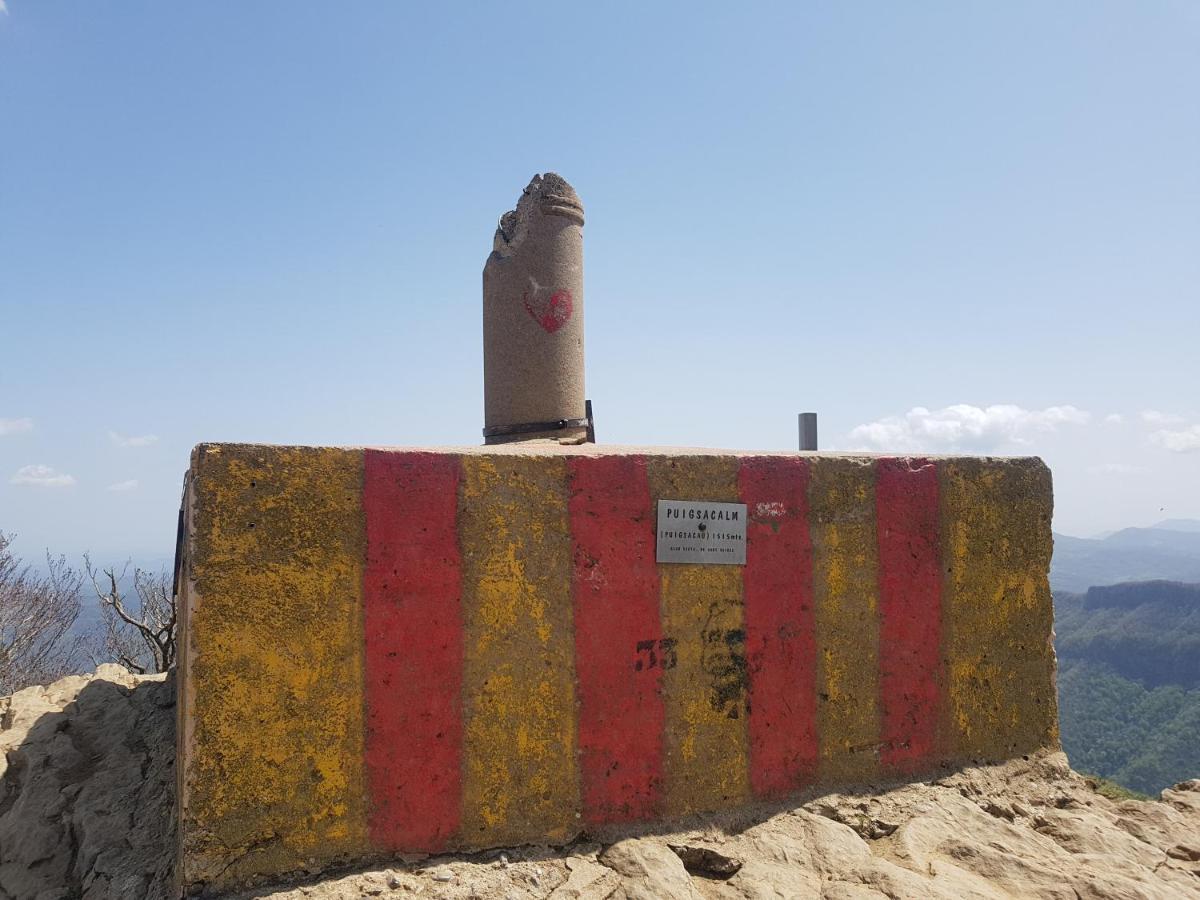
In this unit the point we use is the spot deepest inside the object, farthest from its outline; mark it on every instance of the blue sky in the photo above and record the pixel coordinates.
(941, 226)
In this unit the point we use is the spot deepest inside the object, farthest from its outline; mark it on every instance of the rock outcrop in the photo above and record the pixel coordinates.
(88, 789)
(87, 795)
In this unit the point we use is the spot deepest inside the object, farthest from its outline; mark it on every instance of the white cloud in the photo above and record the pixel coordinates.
(1152, 417)
(126, 441)
(15, 426)
(41, 477)
(963, 426)
(1115, 468)
(1180, 442)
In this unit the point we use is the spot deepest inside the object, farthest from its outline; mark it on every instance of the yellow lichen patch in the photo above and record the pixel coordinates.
(845, 587)
(705, 694)
(996, 609)
(520, 780)
(274, 760)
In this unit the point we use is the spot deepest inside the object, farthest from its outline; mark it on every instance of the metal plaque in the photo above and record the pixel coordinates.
(702, 532)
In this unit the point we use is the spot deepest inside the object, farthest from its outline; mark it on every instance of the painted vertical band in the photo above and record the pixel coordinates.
(779, 621)
(413, 634)
(906, 502)
(841, 502)
(619, 649)
(997, 612)
(277, 636)
(520, 774)
(706, 754)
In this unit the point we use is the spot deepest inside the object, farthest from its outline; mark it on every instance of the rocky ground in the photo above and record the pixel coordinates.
(87, 789)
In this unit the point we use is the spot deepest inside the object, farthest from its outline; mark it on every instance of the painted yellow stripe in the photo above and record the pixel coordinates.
(520, 778)
(845, 588)
(996, 607)
(275, 768)
(705, 694)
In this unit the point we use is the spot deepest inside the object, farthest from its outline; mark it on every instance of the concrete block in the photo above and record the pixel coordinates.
(421, 651)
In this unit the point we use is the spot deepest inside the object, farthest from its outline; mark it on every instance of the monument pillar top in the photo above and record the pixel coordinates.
(533, 318)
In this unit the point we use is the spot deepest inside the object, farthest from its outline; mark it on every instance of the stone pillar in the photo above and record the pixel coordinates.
(533, 318)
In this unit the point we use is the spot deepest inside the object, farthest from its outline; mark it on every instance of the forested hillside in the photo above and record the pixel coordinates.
(1129, 682)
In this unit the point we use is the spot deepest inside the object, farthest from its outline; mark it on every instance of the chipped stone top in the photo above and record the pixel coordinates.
(549, 195)
(552, 448)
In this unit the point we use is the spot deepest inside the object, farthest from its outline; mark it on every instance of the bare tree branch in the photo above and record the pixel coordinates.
(142, 639)
(36, 616)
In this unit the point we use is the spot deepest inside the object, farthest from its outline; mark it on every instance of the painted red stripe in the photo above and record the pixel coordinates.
(910, 610)
(779, 621)
(413, 634)
(619, 652)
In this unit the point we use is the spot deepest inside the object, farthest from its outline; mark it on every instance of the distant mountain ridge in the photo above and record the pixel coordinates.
(1161, 552)
(1129, 681)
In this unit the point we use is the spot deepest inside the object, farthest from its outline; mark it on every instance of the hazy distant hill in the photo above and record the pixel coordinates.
(1129, 682)
(1170, 550)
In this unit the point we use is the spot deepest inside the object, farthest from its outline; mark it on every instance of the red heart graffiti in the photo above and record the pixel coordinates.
(553, 313)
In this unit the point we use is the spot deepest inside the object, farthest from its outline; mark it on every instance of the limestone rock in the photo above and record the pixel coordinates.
(87, 789)
(87, 810)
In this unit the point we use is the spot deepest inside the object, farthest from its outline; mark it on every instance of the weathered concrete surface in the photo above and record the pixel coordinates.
(533, 313)
(527, 672)
(87, 810)
(1019, 831)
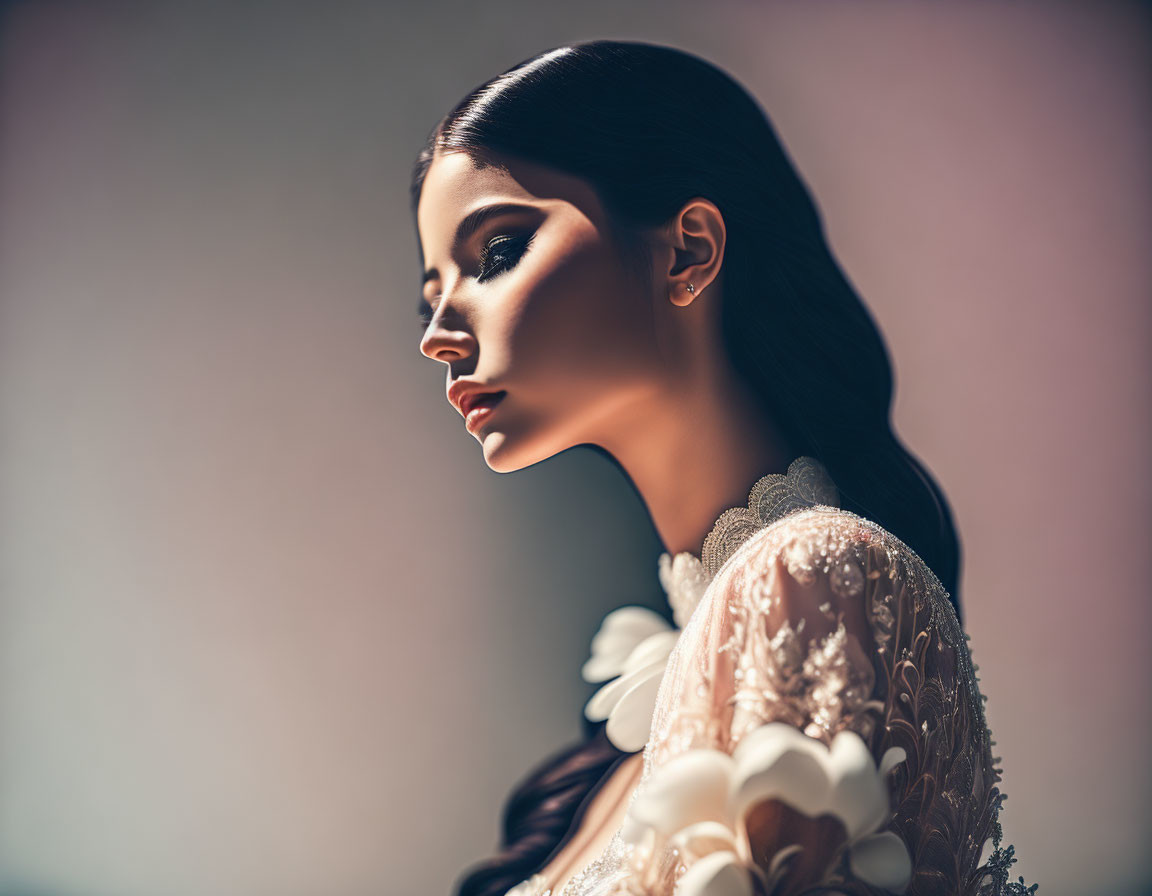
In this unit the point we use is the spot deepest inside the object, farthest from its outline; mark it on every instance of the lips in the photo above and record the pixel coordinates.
(480, 400)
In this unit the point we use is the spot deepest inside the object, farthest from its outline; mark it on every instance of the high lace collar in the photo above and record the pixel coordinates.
(686, 576)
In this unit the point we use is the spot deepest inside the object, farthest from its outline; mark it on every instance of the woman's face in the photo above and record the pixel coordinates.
(555, 324)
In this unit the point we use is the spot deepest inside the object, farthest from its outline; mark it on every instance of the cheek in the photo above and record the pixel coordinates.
(577, 327)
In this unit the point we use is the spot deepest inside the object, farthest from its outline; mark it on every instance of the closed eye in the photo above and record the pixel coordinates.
(499, 255)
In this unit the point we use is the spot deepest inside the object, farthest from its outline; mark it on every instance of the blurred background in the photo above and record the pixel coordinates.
(270, 624)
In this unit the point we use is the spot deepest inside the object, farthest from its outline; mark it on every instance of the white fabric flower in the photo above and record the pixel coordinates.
(633, 646)
(698, 802)
(634, 643)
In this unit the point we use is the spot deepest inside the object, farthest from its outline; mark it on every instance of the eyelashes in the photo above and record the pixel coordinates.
(499, 255)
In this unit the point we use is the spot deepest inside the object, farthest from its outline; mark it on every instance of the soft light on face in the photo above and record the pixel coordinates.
(535, 302)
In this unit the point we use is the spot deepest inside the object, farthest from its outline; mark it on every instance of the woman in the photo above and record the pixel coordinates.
(619, 253)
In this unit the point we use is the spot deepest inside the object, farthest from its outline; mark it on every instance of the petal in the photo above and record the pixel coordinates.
────────────────
-- Written request --
Put the lines from the first one above through the line holding "(1180, 442)", both included, into a JSON list of strings, one string per line, with blank lines left out. Leave the pictures out.

-- Task answer --
[
  "In this unit the point we use is the spot deepest inside the object, farthest from its outline; mark it on every instance of the blue sky in the photo above and record the pixel coordinates.",
  "(941, 226)",
  "In this unit the point we use is the spot deepest inside the object, farthest from its outline; mark it on every instance of the rock outcrop in the photo above and record the pixel coordinates.",
  "(88, 789)",
  "(87, 795)",
  "In this unit the point we use is the spot deepest inside the object, farthest from its outline; mark it on every instance of the white cloud in the photo above and record the pixel coordinates.",
  "(1152, 417)",
  "(126, 441)",
  "(15, 426)",
  "(41, 477)",
  "(963, 426)",
  "(1115, 468)",
  "(1180, 442)"
]